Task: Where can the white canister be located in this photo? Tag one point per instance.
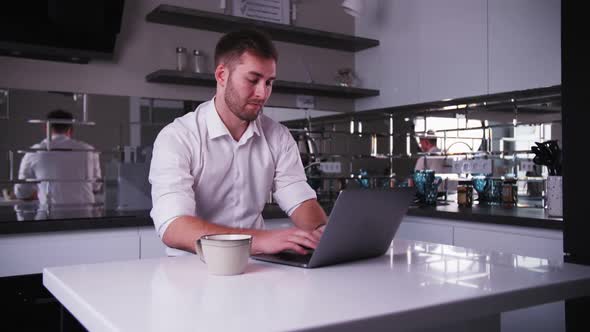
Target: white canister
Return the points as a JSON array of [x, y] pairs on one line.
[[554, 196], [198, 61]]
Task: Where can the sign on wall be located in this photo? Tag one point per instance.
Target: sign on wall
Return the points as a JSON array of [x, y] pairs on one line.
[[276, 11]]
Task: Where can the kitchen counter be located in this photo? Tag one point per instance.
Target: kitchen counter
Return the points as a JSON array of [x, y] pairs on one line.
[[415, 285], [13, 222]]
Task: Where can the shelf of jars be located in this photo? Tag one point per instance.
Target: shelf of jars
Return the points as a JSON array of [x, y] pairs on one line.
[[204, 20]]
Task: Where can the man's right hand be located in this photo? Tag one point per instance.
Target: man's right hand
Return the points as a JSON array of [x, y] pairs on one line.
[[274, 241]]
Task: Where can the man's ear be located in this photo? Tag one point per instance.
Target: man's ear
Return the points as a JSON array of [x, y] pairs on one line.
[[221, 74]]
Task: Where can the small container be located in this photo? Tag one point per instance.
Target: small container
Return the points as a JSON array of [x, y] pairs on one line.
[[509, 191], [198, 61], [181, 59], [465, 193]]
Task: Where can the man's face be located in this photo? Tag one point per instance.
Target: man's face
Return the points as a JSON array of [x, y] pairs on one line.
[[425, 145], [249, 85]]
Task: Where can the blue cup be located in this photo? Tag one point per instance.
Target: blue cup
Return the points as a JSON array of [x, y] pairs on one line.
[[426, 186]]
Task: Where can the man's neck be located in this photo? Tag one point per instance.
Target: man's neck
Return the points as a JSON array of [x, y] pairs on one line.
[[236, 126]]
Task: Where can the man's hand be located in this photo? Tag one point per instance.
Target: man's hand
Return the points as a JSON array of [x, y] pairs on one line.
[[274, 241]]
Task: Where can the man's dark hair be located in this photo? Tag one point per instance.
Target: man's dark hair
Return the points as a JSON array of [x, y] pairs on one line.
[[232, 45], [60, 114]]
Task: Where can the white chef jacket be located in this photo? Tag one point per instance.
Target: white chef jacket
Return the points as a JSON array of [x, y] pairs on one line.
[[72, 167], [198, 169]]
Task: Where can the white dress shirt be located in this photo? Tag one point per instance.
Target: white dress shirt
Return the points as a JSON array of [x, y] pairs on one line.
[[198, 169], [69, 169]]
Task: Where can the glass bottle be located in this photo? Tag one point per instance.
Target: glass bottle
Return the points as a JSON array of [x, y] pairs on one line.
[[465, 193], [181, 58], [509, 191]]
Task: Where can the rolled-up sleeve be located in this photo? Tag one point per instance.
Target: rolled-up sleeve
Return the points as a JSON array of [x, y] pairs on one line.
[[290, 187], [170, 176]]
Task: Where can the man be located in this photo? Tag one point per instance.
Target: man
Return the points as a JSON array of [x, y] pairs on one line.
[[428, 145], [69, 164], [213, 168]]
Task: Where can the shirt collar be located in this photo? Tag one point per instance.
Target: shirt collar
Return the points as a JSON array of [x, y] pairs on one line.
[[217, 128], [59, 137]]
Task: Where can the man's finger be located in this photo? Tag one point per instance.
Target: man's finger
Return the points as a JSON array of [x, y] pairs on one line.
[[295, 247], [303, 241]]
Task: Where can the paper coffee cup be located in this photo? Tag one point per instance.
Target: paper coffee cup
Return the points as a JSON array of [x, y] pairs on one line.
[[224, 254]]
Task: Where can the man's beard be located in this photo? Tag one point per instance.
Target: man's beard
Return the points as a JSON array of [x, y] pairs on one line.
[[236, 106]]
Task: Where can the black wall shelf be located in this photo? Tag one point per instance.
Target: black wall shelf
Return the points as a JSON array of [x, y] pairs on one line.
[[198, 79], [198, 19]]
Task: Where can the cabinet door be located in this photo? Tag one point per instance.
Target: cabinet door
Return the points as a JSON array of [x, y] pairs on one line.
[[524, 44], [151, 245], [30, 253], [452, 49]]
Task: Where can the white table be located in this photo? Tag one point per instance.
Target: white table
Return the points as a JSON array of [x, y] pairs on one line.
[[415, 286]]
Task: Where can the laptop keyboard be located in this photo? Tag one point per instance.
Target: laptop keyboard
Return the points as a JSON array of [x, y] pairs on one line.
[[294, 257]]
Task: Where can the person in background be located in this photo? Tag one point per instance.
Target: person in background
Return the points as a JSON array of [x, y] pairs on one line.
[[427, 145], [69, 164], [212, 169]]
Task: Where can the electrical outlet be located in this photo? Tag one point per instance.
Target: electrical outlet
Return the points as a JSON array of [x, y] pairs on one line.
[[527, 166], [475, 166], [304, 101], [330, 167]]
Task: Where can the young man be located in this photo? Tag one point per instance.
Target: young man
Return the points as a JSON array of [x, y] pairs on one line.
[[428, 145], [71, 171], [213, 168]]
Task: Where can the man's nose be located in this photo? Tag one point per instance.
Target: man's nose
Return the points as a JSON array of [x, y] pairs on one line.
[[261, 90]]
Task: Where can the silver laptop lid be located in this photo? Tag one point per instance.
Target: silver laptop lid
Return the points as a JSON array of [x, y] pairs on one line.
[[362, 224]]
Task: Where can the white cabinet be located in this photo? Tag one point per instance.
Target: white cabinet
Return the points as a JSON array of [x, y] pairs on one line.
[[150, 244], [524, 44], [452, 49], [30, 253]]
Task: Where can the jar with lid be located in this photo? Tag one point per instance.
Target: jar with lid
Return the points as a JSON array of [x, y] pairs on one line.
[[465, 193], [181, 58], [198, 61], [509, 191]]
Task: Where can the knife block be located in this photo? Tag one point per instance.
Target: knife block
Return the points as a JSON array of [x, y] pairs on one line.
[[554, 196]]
○ ○ ○ ○ ○ ○ ○
(YOUR OBJECTIVE): All lines of the records above with the word "jacket" in them are to be copied.

(ANSWER SECTION):
Task: Where can the white chef jacket be located in this photo? Tag one point per instance.
Target: white chef jacket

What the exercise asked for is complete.